Pick out every line in the records below that contains the word "instance", and copy each of those lines. Case counts.

[Start of DATA EXTRACT]

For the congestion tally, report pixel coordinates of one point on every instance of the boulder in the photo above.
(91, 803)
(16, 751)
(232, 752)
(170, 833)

[End of DATA EXTRACT]

→ **TASK RESULT**
For the congestion tally, report pixel coordinates of one point on every instance of the boulder in the photo above.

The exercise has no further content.